Records provided:

—————

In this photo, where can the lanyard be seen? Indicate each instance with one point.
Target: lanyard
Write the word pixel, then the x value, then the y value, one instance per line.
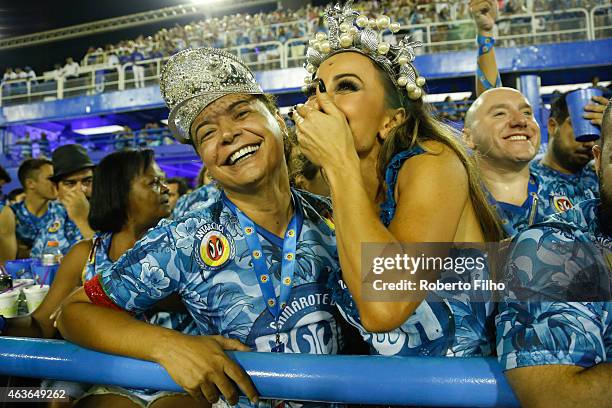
pixel 532 204
pixel 274 305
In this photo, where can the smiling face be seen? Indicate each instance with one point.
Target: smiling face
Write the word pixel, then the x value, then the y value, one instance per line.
pixel 354 84
pixel 502 128
pixel 240 141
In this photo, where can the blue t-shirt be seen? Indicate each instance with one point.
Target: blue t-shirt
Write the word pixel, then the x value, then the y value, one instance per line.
pixel 205 258
pixel 58 228
pixel 442 325
pixel 540 320
pixel 199 198
pixel 27 225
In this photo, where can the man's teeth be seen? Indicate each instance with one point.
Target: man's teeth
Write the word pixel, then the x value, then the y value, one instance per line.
pixel 242 153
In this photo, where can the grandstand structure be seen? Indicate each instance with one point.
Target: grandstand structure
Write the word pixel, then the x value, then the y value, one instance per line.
pixel 105 107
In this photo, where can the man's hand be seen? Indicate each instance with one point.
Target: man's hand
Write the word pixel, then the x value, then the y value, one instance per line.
pixel 594 110
pixel 199 365
pixel 484 13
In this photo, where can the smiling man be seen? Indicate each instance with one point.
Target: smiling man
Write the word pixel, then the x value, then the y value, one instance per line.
pixel 228 260
pixel 501 129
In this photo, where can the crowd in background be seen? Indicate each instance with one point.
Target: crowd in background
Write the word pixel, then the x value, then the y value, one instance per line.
pixel 283 24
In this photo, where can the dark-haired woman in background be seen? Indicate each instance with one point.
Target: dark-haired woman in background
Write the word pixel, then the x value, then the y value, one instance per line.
pixel 129 197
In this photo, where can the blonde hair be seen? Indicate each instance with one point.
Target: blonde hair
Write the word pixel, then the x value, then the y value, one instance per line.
pixel 421 125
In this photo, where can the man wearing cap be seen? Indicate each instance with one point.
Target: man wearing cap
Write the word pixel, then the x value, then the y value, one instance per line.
pixel 251 268
pixel 73 176
pixel 37 208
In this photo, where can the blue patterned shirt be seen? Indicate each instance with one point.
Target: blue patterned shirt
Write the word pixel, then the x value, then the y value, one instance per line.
pixel 100 261
pixel 553 265
pixel 442 325
pixel 205 258
pixel 58 228
pixel 199 198
pixel 27 225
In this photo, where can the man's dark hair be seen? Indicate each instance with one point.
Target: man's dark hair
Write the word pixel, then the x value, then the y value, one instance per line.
pixel 14 193
pixel 112 182
pixel 606 124
pixel 558 108
pixel 182 183
pixel 4 176
pixel 30 167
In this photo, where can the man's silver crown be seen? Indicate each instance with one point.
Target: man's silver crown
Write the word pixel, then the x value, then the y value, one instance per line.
pixel 194 78
pixel 351 31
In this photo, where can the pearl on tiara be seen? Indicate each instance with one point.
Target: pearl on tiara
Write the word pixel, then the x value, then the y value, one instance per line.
pixel 349 30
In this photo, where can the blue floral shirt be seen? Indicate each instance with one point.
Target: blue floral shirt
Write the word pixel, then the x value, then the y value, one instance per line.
pixel 442 325
pixel 205 258
pixel 58 228
pixel 99 261
pixel 27 225
pixel 199 198
pixel 552 266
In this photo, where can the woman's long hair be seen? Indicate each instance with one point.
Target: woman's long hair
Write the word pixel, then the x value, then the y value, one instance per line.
pixel 421 125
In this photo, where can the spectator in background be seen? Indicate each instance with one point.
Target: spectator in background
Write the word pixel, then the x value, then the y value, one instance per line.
pixel 58 72
pixel 178 187
pixel 9 75
pixel 15 196
pixel 73 177
pixel 39 205
pixel 25 146
pixel 4 179
pixel 30 75
pixel 71 69
pixel 44 146
pixel 135 56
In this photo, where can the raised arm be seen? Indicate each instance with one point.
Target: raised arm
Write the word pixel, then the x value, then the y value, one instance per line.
pixel 484 13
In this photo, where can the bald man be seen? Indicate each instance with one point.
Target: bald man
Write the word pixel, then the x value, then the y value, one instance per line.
pixel 501 129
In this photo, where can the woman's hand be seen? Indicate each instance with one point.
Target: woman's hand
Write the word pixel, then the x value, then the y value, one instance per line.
pixel 484 13
pixel 324 135
pixel 199 365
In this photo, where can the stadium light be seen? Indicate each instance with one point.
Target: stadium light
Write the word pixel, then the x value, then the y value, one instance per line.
pixel 206 1
pixel 99 130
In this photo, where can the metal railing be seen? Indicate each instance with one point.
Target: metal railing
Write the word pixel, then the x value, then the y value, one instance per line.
pixel 516 30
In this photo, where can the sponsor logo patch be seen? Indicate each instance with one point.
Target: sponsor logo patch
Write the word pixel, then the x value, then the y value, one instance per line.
pixel 214 246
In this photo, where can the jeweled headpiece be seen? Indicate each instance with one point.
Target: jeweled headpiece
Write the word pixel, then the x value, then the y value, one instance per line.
pixel 193 79
pixel 350 31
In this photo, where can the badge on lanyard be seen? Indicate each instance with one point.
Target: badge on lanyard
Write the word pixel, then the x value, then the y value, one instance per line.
pixel 274 305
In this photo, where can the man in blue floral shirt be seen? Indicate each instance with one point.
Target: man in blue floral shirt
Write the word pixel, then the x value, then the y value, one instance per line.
pixel 554 328
pixel 565 170
pixel 251 268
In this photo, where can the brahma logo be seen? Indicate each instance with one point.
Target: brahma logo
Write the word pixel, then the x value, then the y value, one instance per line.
pixel 214 246
pixel 562 203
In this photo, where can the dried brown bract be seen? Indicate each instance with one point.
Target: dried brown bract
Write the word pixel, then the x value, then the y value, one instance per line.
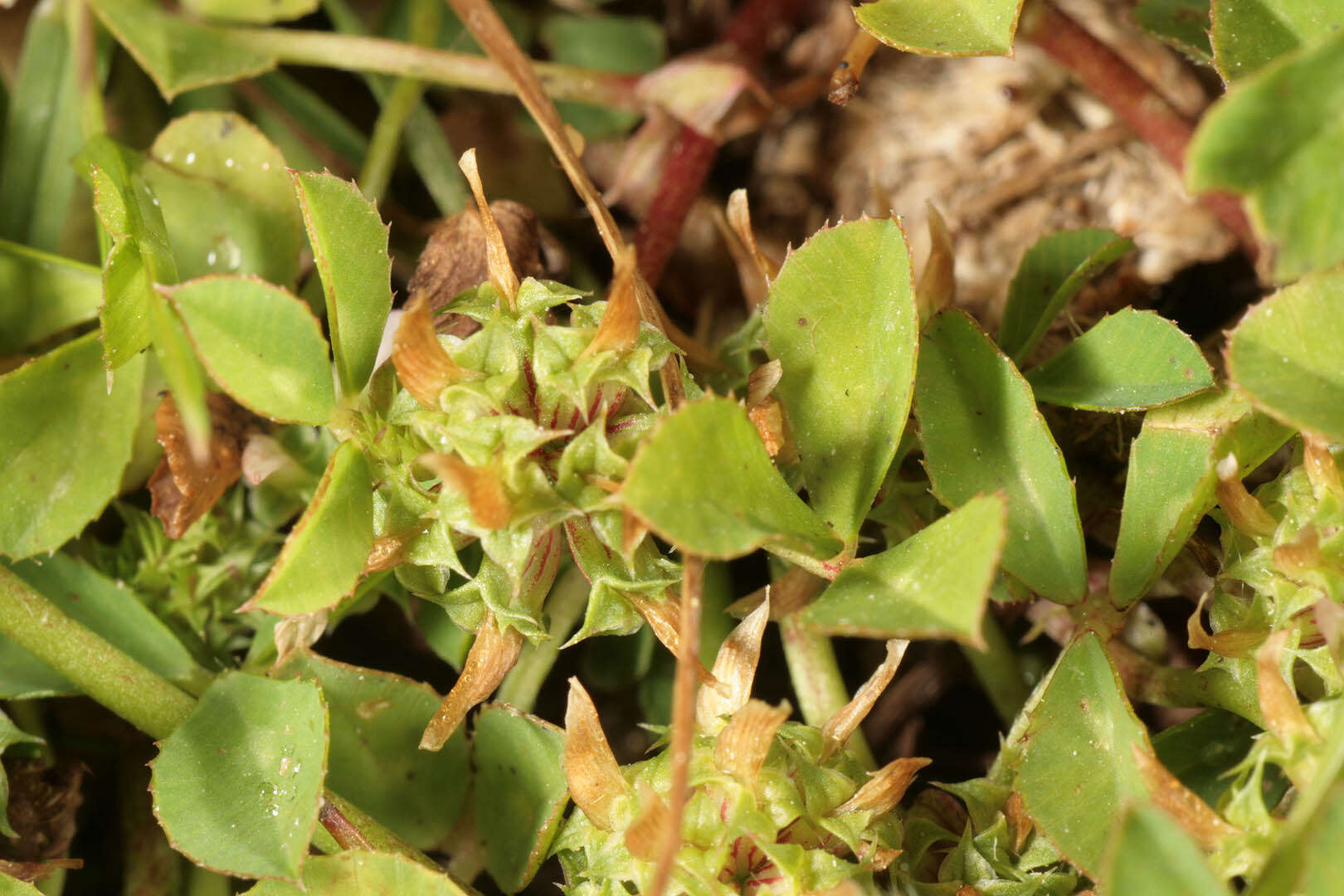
pixel 455 258
pixel 743 744
pixel 840 726
pixel 422 364
pixel 483 486
pixel 884 789
pixel 1194 815
pixel 183 490
pixel 492 655
pixel 590 766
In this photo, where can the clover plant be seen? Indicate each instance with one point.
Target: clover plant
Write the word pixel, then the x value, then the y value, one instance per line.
pixel 223 445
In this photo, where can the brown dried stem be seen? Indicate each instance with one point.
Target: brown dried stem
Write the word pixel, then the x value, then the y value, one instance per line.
pixel 683 718
pixel 489 32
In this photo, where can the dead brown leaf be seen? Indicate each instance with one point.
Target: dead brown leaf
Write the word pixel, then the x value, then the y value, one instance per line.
pixel 183 490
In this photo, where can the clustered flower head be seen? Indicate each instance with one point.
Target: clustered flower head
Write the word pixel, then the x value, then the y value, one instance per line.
pixel 507 445
pixel 1277 621
pixel 774 806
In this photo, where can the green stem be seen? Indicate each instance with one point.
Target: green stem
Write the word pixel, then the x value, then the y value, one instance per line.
pixel 999 672
pixel 97 668
pixel 123 685
pixel 565 606
pixel 351 52
pixel 817 683
pixel 426 145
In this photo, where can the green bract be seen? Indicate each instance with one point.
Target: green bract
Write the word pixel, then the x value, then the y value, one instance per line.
pixel 531 433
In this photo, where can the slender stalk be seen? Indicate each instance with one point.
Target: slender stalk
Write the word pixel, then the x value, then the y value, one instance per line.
pixel 693 153
pixel 817 683
pixel 123 685
pixel 353 52
pixel 528 80
pixel 398 105
pixel 426 145
pixel 97 668
pixel 565 605
pixel 999 672
pixel 1132 99
pixel 683 716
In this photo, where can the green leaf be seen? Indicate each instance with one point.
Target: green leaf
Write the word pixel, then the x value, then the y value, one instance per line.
pixel 350 246
pixel 359 872
pixel 1171 480
pixel 251 11
pixel 1276 137
pixel 704 483
pixel 112 611
pixel 1127 362
pixel 1285 355
pixel 236 786
pixel 325 551
pixel 1050 275
pixel 42 295
pixel 375 762
pixel 226 199
pixel 127 204
pixel 143 258
pixel 1181 23
pixel 519 791
pixel 56 479
pixel 262 344
pixel 1077 770
pixel 10 735
pixel 981 431
pixel 179 54
pixel 1202 750
pixel 841 321
pixel 942 27
pixel 1249 34
pixel 933 585
pixel 1153 856
pixel 43 130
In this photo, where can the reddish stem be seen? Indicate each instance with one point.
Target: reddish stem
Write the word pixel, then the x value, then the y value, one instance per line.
pixel 693 153
pixel 1132 99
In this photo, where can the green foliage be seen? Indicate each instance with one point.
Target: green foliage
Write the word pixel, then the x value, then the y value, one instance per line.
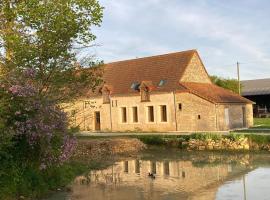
pixel 44 35
pixel 234 136
pixel 262 123
pixel 31 182
pixel 259 139
pixel 41 36
pixel 206 136
pixel 230 84
pixel 152 139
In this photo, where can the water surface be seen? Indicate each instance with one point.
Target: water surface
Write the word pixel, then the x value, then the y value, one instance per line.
pixel 177 175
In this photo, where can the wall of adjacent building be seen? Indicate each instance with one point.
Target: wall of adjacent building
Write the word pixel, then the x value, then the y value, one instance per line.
pixel 195 72
pixel 196 114
pixel 236 116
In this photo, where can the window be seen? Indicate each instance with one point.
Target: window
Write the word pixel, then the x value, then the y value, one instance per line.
pixel 135 86
pixel 145 96
pixel 180 106
pixel 163 113
pixel 106 98
pixel 166 168
pixel 161 83
pixel 106 95
pixel 137 166
pixel 126 166
pixel 124 114
pixel 153 167
pixel 151 117
pixel 135 114
pixel 183 174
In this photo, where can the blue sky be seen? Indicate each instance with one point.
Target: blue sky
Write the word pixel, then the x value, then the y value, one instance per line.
pixel 223 31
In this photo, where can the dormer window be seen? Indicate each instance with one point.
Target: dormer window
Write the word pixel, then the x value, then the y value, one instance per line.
pixel 106 95
pixel 145 96
pixel 161 83
pixel 135 85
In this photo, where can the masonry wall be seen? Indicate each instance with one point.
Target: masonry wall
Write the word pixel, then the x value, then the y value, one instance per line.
pixel 196 114
pixel 237 118
pixel 156 100
pixel 195 72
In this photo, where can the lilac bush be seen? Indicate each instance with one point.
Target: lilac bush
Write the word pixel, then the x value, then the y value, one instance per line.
pixel 32 117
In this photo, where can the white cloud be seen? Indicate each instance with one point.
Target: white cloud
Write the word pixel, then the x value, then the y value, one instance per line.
pixel 223 33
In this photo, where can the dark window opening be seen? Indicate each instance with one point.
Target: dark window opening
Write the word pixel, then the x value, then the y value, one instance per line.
pixel 135 114
pixel 137 167
pixel 145 96
pixel 135 86
pixel 124 114
pixel 180 106
pixel 126 167
pixel 183 174
pixel 161 83
pixel 163 112
pixel 153 167
pixel 151 117
pixel 166 168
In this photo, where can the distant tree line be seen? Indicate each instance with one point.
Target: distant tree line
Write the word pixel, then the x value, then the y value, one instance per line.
pixel 227 83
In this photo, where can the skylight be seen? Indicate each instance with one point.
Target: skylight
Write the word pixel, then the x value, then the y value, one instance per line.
pixel 135 85
pixel 161 83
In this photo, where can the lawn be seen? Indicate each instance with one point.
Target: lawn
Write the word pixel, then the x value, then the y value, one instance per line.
pixel 262 123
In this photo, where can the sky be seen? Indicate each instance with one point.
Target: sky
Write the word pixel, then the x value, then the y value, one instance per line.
pixel 223 32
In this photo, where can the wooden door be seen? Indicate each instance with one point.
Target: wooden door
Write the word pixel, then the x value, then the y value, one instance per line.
pixel 244 116
pixel 97 121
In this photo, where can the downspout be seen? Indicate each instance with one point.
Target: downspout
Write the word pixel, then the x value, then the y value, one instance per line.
pixel 216 117
pixel 111 113
pixel 175 117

—————

Task statement: Would you copy, unchanged, the stretch of the records above that begins at the line containing "In this photo, where can the pearl" and ends at the line containing "Target: spectator in background", and only that?

Worked solution:
In this photo, where can the pearl on tiara be seen? Indicate each instance with one point.
Target: pearl on tiara
Write the word pixel, then the x value, then the y value, one instance per line.
pixel 349 30
In this photo, where can the blue floral shirt be seen? Indicate each instance with one point.
Target: blue floral shirt
Write the word pixel, then the x value, then the y value, one instance per line.
pixel 442 325
pixel 205 258
pixel 58 228
pixel 99 261
pixel 27 225
pixel 199 198
pixel 552 266
In this photo, where can the woman's long hair be seen? Indicate each instance with one point.
Target: woman's long hair
Write the word pixel, then the x value, then the y value, one instance per line.
pixel 421 125
In this photo, where can the spectator in background be seen? Indicate each instance with one point.
Target: spectator in background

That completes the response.